TRECHO SELECIONADO
-------
Também me lembrou que, assim como as fábricas de veículos, as prefeituras deveriam liderar as ações para cuidar das vias públicas, o que seria um ato de respeito a pacientes e vítimas de acidentes nos sofridos traslados a que são obrigados a enfrentar em momentos de sofrimento em busca de socorros médicos.
Para alguém, como eu, que teve a sorte, alegria de conviver e de ganhar experiência com os senhores Paulo Bellini, Valter Gomes Pinto e José Antonio Martins, criadores da Marcopolo e que nunca esconderam que os primeiros ônibus que produziram tiveram como base mecânica os caminhões da época e até contavam histórias sobre as dificuldades que enfrentaram para atender as necessidades dos clientes que adquiriram veículos para o transporte de passageiros, pelas áreas metropolitanas e, também, ligando cidades mais distantes.
Com a experiência adquirida e o respeito que sempre dedicaram ao transporte público criaram uma geração de profissionais especializados em produzir ônibus classificados entre os melhores do mundo.
Sempre imaginei que ser transportado por ambulância era uma espécie de voo sobre uma nuvem porque os pacientes, feridos ou não, necessitam de um transporte confortável e rápido para conseguir amenizar o mal que os afetam naqueles sofridos momentos. E, ao abordar ambulâncias lembro, ainda em minha infância, das luxuosas Buicks importadas dos Estados Unidos que cumpriram essa missão em São Paulo.
-------
LINHAS EXTRAÍDAS

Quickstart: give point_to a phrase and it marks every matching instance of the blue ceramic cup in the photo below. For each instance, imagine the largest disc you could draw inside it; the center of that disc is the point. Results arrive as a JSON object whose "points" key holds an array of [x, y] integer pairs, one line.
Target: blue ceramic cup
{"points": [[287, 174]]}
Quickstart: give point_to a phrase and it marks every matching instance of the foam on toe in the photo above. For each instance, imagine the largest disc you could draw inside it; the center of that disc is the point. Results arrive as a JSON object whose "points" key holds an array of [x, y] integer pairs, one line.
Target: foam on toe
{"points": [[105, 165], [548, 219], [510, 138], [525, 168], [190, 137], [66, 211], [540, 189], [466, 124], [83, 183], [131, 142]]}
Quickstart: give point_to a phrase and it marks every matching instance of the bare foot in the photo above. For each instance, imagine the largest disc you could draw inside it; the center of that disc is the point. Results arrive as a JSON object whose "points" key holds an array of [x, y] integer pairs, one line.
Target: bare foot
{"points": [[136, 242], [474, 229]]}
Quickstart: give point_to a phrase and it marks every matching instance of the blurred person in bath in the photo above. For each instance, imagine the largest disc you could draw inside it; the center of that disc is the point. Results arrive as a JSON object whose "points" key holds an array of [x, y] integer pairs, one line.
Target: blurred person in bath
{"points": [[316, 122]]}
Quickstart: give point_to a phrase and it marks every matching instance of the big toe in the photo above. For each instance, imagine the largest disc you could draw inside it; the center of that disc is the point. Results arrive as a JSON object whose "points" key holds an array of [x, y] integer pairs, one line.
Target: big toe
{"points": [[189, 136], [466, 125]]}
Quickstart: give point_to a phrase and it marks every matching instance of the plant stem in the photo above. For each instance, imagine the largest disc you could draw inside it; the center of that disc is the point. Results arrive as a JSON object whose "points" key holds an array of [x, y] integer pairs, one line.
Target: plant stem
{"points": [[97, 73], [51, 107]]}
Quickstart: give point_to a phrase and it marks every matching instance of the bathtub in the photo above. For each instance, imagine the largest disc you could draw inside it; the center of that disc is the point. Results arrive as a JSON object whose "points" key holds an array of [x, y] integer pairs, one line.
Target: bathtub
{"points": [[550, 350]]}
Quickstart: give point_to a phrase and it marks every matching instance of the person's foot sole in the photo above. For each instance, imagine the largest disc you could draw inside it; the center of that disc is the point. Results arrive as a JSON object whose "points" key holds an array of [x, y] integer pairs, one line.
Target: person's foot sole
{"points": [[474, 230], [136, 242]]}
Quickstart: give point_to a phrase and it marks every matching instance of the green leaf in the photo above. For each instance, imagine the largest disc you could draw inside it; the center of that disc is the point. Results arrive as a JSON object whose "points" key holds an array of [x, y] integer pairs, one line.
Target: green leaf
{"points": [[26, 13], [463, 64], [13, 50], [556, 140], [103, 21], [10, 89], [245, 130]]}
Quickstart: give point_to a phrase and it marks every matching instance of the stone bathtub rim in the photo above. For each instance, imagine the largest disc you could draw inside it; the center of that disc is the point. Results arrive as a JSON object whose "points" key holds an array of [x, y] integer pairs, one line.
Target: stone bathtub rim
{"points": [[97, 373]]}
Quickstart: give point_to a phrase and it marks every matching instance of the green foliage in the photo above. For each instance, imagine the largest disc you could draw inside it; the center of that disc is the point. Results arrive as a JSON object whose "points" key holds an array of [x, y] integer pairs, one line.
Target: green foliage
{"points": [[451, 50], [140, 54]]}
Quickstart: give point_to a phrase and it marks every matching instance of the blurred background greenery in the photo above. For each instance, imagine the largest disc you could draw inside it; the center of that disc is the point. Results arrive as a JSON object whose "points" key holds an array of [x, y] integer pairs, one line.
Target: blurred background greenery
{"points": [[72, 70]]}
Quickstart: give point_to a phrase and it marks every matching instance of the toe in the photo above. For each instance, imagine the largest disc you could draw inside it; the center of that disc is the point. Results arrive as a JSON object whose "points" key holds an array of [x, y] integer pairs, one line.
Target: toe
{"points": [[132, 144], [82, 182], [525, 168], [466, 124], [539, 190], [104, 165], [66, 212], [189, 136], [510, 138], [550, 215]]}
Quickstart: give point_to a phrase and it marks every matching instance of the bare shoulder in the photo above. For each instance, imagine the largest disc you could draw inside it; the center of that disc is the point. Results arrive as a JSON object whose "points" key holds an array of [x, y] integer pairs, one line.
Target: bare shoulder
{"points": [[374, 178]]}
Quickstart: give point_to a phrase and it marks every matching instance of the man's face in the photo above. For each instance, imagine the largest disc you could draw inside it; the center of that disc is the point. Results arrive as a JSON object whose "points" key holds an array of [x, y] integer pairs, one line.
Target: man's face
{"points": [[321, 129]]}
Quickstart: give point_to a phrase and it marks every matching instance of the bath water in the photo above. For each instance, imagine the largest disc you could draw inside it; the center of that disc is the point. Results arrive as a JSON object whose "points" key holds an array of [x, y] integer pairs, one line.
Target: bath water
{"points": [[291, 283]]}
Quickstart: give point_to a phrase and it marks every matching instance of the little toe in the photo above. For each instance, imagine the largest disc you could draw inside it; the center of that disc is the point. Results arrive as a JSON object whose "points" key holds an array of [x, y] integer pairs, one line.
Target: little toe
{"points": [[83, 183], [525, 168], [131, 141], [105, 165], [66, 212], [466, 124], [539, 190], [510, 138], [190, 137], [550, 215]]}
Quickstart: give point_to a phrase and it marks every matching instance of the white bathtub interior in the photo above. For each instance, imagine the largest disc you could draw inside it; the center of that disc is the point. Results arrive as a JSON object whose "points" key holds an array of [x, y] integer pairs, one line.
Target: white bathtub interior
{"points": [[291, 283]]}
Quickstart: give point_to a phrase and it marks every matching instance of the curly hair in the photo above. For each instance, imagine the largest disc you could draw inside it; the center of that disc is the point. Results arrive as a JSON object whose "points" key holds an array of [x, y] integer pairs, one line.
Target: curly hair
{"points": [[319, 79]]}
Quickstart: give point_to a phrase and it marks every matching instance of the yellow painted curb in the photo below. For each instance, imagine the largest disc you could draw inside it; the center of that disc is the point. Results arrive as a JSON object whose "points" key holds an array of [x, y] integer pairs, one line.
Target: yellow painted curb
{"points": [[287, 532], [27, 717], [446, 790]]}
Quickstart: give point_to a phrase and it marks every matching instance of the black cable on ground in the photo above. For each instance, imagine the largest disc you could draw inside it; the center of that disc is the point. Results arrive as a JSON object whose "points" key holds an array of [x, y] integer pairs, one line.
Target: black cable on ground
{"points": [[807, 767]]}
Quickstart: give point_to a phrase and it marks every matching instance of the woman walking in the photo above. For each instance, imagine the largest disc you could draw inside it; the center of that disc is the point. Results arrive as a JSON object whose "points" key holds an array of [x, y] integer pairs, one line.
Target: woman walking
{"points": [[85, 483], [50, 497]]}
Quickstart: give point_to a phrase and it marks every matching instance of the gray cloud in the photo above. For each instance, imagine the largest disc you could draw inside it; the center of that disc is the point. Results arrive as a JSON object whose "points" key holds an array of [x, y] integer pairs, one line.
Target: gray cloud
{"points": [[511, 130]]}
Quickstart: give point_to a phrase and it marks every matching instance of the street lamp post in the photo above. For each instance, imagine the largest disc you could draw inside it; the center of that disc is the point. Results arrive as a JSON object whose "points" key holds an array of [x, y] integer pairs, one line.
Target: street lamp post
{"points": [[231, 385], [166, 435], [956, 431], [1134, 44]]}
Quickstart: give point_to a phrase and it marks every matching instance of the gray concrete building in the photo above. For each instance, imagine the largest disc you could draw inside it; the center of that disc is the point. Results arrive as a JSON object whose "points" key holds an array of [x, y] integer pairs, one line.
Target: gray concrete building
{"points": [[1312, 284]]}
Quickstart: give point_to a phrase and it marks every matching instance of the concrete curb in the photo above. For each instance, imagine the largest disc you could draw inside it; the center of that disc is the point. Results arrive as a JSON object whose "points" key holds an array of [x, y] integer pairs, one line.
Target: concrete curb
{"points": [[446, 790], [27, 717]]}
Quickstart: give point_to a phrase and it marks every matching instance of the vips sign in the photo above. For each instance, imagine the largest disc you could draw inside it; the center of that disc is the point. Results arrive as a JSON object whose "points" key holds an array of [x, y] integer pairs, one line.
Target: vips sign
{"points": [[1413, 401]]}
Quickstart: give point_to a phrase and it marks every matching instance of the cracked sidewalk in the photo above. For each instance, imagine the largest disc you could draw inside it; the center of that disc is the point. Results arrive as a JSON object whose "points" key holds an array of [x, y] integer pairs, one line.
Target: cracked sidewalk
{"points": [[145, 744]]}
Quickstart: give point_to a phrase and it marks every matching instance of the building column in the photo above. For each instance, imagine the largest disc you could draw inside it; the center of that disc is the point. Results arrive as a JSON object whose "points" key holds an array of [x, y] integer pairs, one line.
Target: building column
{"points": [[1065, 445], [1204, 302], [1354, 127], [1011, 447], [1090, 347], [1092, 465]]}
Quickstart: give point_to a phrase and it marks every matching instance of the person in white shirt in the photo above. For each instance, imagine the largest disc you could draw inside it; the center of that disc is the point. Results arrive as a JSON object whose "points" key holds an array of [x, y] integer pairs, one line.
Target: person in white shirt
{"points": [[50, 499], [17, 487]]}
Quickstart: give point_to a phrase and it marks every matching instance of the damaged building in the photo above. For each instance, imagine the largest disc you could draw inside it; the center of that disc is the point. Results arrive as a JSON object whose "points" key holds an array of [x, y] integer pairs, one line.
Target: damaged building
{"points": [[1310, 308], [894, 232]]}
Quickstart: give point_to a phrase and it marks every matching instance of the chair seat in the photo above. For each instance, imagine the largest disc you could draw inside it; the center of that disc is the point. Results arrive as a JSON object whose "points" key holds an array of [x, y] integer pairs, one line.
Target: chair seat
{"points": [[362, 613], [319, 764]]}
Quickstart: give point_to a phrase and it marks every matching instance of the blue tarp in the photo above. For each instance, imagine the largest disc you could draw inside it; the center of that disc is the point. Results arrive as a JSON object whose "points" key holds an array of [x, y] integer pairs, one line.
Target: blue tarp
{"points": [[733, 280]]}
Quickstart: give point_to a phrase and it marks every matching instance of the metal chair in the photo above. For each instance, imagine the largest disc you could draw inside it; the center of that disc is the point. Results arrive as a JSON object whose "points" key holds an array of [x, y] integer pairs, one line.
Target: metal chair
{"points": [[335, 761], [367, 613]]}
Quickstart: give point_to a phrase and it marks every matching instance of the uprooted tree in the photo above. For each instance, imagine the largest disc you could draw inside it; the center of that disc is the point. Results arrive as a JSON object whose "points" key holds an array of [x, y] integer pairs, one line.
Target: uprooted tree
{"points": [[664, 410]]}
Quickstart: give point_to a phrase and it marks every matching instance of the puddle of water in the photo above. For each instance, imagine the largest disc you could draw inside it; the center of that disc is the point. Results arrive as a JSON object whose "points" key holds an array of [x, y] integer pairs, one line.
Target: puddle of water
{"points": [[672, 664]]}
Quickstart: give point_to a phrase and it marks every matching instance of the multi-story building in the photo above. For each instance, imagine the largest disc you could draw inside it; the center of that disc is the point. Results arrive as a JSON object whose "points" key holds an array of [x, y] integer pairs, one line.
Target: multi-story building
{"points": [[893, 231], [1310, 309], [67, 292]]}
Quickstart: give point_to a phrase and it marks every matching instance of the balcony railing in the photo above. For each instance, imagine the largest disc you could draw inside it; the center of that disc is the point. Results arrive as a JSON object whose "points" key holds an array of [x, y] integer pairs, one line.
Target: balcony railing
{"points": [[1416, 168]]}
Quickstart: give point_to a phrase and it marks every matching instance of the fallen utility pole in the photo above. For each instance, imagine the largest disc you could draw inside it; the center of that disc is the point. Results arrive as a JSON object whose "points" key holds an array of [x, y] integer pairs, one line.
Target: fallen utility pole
-------
TAREFAS
• a. Cite literalmente o trecho do texto sobre ambulâncias que começa com as palavras "Também me lembrou" e termina com "cidades mais distantes.".
• b. Dê continuidade ao texto sobre ambulâncias a partir da última frase apresentada.

RESPOSTAS
• a.
Também me lembrou que, assim como as fábricas de veículos, as prefeituras deveriam liderar as ações para cuidar das vias públicas, o que seria um ato de respeito a pacientes e vítimas de acidentes nos sofridos traslados a que são obrigados a enfrentar em momentos de sofrimento em busca de socorros médicos.
Para alguém, como eu, que teve a sorte, alegria de conviver e de ganhar experiência com os senhores Paulo Bellini, Valter Gomes Pinto e José Antonio Martins, criadores da Marcopolo e que nunca esconderam que os primeiros ônibus que produziram tiveram como base mecânica os caminhões da época e até contavam histórias sobre as dificuldades que enfrentaram para atender as necessidades dos clientes que adquiriram veículos para o transporte de passageiros, pelas áreas metropolitanas e, também, ligando cidades mais distantes.

• b.
Um colega do tipo sabe-tudo, filho de um político, um dia comentou, ao ver uma ambulância Buick passar pela frente da escola, que, quando ela corria, flutuava a cerca de 5 centímetros do chão, o que nunca consegui ver. E, naturalmente, sempre duvidei.
Esses dois test-drives em ambulâncias me lembraram as divertidas, mas sofridas viagens em companhia de meu pai para visitar parentes que residiam no interior do Estado. Ao chegar às estações centrais das regiões em que os parentes moravam, restavam ainda horas de viagem para chegar ao destino final, que eram cumpridas em jardineiras por estradas de terra (tenho certeza de que os mais jovens nunca viram uma jardineira).
As jardineiras eram veículos para o transporte de pessoas, igualmente pouco maior que a Besta, Daily ou Sprinter, construídas sobre chassi de caminhões leves, sem proteção lateral e nenhum nível de conforto. Nas fazendas de meus tios, conheci os carros de boi, utilizados para o transporte de produtos, veículos sem suspensão que, ao passarem pelas irregularidades do piso, faziam até caírem as obturações dos dentes. E eu, como qualquer criança, curtia as emoções dessas aventuras.
Ao chegar à idade adulta conhecemos Fernando Collor de Mello, presidente que acusou a indústria automobilística brasileira de produzir carroças em lugar de automóveis. Fácil para quem, como ele, tem dinheiro para comprar Ferraris, Lamborghinis e outros modernos automóveis.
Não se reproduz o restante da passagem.